- Document -
While my parents never graduated from college, they did both attend classes as they could, which wasn’t easy with full-time jobs and two kids to raise. I remember pretty clearly my mom studying Spanish late at night at the kitchen table. And I remember them proof-reading class assignments for one another. It made an impression on me, and I’m forever thankful for it. It’ll probably make my mom cry to hear it, but I’m also thankful that they stopped taking me to church at a young age.

I’m thankful that my parents valued education enough to settle our family in a decent school district, instead of closer to where my father was going to be working. My dad, most days, left for work at 5:00 AM to catch the bus, and didn’t return until 7:00 PM or so at night. He did that for over a dozen years straight, and, because of that, I got to attend a great public school, where I met people like Dan and Matt – the guys I mentioned above who moved to Ann Arbor to make noise, drink $1 pitchers of beer, and publish zines with me.

- Your task -
Return the full passage above about gratitude toward parents, word for word.

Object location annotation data
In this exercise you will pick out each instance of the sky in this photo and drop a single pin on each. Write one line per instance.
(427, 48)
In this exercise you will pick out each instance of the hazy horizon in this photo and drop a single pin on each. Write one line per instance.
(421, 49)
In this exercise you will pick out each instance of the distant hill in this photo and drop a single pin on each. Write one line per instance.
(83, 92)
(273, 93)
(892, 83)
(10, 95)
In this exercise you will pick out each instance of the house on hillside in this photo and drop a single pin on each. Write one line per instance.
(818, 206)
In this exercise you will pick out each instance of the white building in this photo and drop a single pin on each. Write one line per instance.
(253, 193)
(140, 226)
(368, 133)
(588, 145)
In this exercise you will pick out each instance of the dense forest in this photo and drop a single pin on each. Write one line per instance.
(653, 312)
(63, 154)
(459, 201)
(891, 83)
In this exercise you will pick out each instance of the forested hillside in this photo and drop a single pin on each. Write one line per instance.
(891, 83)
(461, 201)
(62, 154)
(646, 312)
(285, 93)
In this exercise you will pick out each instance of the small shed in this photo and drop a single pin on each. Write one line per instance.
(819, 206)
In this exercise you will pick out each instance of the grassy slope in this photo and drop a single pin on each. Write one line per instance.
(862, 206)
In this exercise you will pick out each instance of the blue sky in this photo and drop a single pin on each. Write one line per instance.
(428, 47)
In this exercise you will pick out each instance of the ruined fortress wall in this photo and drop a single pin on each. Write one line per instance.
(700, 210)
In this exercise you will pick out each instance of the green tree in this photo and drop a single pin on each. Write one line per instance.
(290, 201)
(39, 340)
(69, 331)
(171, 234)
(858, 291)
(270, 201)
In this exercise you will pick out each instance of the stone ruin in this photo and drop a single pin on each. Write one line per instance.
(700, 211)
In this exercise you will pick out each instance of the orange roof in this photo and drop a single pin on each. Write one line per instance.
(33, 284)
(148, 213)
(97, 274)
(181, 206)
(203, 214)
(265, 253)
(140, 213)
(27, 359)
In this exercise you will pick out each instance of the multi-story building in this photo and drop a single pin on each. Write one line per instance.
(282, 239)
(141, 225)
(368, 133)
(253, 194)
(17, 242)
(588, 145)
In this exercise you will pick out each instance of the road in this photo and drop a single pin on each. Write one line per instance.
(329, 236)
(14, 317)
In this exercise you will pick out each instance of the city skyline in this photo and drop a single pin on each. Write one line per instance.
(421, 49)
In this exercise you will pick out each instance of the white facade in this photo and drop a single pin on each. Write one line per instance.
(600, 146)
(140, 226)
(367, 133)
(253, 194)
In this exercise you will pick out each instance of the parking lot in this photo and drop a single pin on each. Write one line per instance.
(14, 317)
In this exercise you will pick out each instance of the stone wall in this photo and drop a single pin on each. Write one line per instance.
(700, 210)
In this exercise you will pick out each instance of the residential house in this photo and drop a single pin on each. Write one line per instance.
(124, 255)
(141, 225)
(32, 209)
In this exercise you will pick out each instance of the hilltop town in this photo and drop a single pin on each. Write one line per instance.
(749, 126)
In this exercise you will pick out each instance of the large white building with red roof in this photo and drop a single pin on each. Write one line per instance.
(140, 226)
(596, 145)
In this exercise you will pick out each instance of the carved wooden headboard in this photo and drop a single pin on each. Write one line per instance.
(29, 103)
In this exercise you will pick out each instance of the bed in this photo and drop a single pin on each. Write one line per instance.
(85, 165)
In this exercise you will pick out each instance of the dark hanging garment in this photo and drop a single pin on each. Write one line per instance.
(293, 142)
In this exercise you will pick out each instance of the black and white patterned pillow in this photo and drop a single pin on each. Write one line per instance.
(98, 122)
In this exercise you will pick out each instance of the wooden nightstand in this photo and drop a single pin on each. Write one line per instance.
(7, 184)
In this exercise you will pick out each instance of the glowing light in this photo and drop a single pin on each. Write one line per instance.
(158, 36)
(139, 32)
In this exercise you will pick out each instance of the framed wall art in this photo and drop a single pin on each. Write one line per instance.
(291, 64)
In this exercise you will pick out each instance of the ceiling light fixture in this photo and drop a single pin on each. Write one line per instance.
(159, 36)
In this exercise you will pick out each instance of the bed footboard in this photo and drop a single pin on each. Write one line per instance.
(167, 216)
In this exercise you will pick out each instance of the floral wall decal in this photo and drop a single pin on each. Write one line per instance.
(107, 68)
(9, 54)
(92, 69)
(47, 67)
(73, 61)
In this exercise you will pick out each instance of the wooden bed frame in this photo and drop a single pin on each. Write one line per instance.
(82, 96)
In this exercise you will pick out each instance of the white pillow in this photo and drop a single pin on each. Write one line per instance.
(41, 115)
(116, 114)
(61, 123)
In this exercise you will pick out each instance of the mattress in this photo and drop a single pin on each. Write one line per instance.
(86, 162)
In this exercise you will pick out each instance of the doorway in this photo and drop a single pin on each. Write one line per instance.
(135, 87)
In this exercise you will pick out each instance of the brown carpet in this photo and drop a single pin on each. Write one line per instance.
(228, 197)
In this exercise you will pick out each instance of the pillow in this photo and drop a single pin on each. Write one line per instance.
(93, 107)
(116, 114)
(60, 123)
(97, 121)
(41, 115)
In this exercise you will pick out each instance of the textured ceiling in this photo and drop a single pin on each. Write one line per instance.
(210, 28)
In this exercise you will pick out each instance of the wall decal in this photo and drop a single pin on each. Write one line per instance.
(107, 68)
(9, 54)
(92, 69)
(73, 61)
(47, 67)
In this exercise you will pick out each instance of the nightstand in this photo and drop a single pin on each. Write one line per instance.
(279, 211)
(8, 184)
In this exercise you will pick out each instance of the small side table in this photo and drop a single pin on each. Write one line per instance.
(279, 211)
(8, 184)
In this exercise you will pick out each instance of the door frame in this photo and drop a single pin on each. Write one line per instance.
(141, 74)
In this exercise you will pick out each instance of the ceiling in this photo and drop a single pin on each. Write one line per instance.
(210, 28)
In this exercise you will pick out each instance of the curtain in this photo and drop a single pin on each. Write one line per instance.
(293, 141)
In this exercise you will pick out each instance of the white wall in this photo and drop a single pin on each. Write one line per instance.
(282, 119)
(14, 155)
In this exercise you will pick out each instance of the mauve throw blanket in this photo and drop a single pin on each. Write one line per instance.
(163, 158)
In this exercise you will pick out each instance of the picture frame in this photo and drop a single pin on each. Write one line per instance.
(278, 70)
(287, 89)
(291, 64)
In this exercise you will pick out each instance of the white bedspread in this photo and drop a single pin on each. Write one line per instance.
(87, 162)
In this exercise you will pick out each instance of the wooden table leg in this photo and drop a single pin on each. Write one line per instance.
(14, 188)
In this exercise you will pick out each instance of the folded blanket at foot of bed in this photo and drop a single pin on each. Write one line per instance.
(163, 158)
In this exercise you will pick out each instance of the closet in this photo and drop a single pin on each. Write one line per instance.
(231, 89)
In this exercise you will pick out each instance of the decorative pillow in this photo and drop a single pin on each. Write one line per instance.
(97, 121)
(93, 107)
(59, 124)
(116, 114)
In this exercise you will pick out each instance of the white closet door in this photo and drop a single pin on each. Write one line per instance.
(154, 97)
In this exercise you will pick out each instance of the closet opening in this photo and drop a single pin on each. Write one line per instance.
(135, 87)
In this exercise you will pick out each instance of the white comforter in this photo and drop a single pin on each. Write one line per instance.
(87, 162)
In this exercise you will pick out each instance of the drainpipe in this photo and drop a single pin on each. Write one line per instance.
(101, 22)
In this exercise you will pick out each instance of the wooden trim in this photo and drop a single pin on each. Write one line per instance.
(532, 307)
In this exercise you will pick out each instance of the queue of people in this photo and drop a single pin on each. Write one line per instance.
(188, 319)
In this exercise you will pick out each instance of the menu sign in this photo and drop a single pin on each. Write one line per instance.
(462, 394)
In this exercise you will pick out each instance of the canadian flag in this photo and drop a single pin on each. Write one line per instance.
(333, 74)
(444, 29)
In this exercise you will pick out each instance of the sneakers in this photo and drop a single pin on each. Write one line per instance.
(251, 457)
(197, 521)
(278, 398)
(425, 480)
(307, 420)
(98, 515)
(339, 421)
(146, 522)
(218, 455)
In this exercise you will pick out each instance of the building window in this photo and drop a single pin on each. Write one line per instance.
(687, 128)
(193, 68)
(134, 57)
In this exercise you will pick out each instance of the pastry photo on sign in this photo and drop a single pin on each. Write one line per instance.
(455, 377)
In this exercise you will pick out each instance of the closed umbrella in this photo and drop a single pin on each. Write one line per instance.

- Output for this exercise -
While my parents never graduated from college, they did both attend classes as they could, which wasn’t easy with full-time jobs and two kids to raise. I remember pretty clearly my mom studying Spanish late at night at the kitchen table. And I remember them proof-reading class assignments for one another. It made an impression on me, and I’m forever thankful for it. It’ll probably make my mom cry to hear it, but I’m also thankful that they stopped taking me to church at a young age.

I’m thankful that my parents valued education enough to settle our family in a decent school district, instead of closer to where my father was going to be working. My dad, most days, left for work at 5:00 AM to catch the bus, and didn’t return until 7:00 PM or so at night. He did that for over a dozen years straight, and, because of that, I got to attend a great public school, where I met people like Dan and Matt – the guys I mentioned above who moved to Ann Arbor to make noise, drink $1 pitchers of beer, and publish zines with me.